(Beginning of STORED DATA)

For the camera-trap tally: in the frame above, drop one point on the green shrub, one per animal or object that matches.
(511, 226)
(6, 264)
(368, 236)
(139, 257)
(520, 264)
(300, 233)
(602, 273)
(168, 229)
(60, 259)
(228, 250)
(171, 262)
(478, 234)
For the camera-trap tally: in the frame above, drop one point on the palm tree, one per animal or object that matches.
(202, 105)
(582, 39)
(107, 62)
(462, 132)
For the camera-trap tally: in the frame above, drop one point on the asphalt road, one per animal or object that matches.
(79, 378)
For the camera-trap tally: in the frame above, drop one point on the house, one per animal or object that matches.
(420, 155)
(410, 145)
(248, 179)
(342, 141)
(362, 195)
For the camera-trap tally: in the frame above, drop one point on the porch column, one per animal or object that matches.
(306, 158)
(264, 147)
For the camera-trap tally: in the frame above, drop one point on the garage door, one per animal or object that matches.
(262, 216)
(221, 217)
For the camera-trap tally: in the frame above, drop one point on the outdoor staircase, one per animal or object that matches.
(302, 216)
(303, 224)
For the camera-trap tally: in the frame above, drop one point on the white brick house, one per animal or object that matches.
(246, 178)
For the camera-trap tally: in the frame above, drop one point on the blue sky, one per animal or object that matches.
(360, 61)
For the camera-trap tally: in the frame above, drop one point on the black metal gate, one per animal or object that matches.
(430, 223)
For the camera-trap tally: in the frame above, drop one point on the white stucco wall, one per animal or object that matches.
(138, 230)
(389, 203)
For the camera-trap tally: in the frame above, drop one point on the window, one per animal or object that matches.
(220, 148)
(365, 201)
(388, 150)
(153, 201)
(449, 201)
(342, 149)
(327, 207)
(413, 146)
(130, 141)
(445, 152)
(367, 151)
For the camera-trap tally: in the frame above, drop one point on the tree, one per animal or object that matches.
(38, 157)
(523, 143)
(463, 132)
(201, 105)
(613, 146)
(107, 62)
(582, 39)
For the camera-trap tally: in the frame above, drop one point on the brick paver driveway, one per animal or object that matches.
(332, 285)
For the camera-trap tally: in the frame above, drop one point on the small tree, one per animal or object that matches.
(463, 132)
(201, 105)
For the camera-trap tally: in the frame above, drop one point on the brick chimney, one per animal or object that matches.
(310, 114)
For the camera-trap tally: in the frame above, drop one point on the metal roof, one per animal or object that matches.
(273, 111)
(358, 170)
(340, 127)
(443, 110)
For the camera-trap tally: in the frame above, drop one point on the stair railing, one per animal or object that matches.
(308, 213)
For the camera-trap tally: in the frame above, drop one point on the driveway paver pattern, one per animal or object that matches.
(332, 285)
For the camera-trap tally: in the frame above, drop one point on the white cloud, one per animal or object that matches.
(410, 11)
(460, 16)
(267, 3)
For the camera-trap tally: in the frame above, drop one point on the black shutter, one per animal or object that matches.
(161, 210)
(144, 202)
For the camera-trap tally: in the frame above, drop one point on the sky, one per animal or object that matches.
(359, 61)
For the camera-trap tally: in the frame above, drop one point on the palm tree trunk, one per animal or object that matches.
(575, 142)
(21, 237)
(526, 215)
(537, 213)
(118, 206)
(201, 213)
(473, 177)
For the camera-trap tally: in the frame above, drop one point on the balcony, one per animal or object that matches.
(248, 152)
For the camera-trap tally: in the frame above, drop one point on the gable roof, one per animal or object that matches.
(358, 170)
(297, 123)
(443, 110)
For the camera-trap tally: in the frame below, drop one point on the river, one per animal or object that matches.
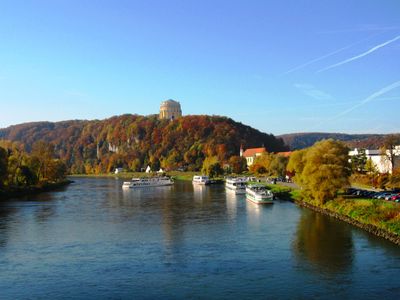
(93, 240)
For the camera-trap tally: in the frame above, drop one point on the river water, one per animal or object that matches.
(93, 240)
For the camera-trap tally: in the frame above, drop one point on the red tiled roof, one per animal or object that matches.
(253, 151)
(285, 154)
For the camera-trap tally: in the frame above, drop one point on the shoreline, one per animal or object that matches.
(392, 237)
(33, 190)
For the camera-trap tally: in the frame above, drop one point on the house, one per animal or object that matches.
(284, 154)
(118, 170)
(251, 154)
(379, 159)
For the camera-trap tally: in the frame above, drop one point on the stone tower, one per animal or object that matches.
(170, 110)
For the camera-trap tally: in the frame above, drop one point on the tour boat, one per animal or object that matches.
(238, 185)
(147, 182)
(201, 179)
(259, 194)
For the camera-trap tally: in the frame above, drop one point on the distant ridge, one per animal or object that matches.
(134, 141)
(303, 140)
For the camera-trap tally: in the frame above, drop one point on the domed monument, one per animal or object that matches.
(170, 110)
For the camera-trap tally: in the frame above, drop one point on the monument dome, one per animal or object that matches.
(170, 110)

(End of STORED DATA)

THE TASK >>
Return the material word for word. Pictures are not part of the copy.

SOLVED EXERCISE >>
For the camera-trap tally: in the frame above, drop one point on the green shrub, one per animal or object that matches.
(511, 226)
(6, 264)
(368, 236)
(139, 257)
(520, 264)
(300, 233)
(602, 273)
(168, 229)
(60, 259)
(228, 250)
(171, 262)
(478, 234)
For the camera-trap tally: in the frame above, drop one point on the palm tree, one per animal or object that matches.
(202, 105)
(582, 39)
(107, 62)
(462, 132)
For the camera-trap tally: in the frame above, drop one point on the asphalt road, one per animal or object that matches.
(79, 378)
For the camera-trap tally: in the frame above, drop one point on the house, one per animal or object that matches.
(420, 155)
(410, 145)
(248, 179)
(342, 141)
(362, 195)
For the camera-trap tally: in the frame above, drop one point on the porch column, one per animal or object that matches.
(306, 158)
(264, 147)
For the camera-trap tally: in the frame above, drop one point on the garage door, one per animal or object that matches.
(262, 216)
(221, 217)
For the camera-trap tally: in the frame above, drop one point on the outdoor staircase, one per animal or object that matches.
(302, 216)
(303, 224)
For the camera-trap tally: in the frame above, drop one point on the white brick house, one per animal or object that matches.
(246, 178)
For the camera-trap tally: in the frame above, drop one point on the blue sky, one per animal or object that matches.
(360, 61)
For the camera-trap tally: in the frame above, drop one point on the black metal gate, one per animal or object that matches.
(430, 223)
For the camera-trap tally: in the frame above, drop one point on the white stucco wall, one per animal or object that matches.
(138, 230)
(389, 203)
For the camera-trap tally: in the frame above, drop one point on the window, one per animal or object that matches.
(220, 148)
(365, 201)
(388, 150)
(153, 201)
(449, 201)
(342, 149)
(327, 207)
(413, 146)
(130, 141)
(445, 152)
(367, 151)
For the camera-trap tally: in the frame above, drop one point on the tree, one per animal or object that matches.
(38, 157)
(523, 143)
(463, 132)
(201, 105)
(613, 146)
(107, 62)
(582, 39)
For the camera-trap tally: in the frame above, drop one point on the brick paver driveway, one per animal or object that matches.
(332, 285)
For the camera-trap tally: in the frame above, drop one point on the small tree, one per animal or object that matches.
(463, 132)
(201, 105)
For the camera-trap tally: in the frame above, drop one point on the brick chimney, one per animal or object that matches.
(310, 114)
For the camera-trap tally: in the frame above, drop one point on the metal roof, one per animal or object that matches.
(273, 111)
(358, 170)
(340, 127)
(443, 110)
For the camera-trap tally: in the frame above, drop one point on the stair railing, one per animal or object that matches.
(308, 213)
For the camera-trap tally: in the frame above, drop one point on the driveway paver pattern, one per animal or object that matches.
(332, 285)
For the camera-trap tally: in the frame above, drop one point on the white cloud, one per animal or object that matches.
(410, 11)
(460, 16)
(267, 3)
For the camera-trap tally: in the frame above, drop one point on the black shutter, one per animal or object that matches.
(161, 210)
(144, 202)
For the camera-trap tally: in the frame above, drop one point on the sky, one per animal or object that matches.
(359, 61)
For the camera-trap tally: in the frame above, drop one point on the palm tree trunk, one per animal or object that matches.
(575, 142)
(21, 237)
(526, 215)
(537, 213)
(118, 206)
(201, 213)
(473, 177)
For the camera-trap tally: in the frame above, drop one point on the balcony, one per animal or object that matches.
(248, 152)
For the camera-trap tally: in the frame above, drop one point on the gable roof, one per animal or object that matches.
(358, 170)
(297, 123)
(443, 110)
For the camera-trap tally: in the frame below, drop one point on the river, one per animal or object that matches.
(93, 240)
For the camera-trap tally: in the frame above, drop one point on the river water, one per animal or object that matches.
(93, 240)
For the camera-trap tally: in the frame above, drop one point on the red tiled roof, one per animal or object that matches.
(253, 151)
(285, 154)
For the camera-trap tally: in the frame above, drop one point on the shoreline, one per animal or object that matches.
(392, 237)
(33, 190)
For the camera-trap tally: in the frame above, drop one point on the house, one per animal or object that matches.
(284, 154)
(118, 170)
(251, 154)
(379, 159)
For the camera-trap tally: in the frame above, drop one point on the stone tower, one per animal or object that matches.
(170, 110)
For the camera-trap tally: in the frame above, drop one point on the tour boat, one per animal or object that matches.
(238, 185)
(147, 182)
(201, 179)
(259, 194)
For the camera-trap tally: in the frame above, drop one point on the distant ridge, one per animal or object that matches.
(134, 141)
(303, 140)
For the camera-trap tally: in the frame above, drop one point on the domed monument, one per animal or object that matches.
(170, 110)
For the camera-trap tally: in the frame above, drop one point on the monument dome, one per animal or object that matches.
(170, 110)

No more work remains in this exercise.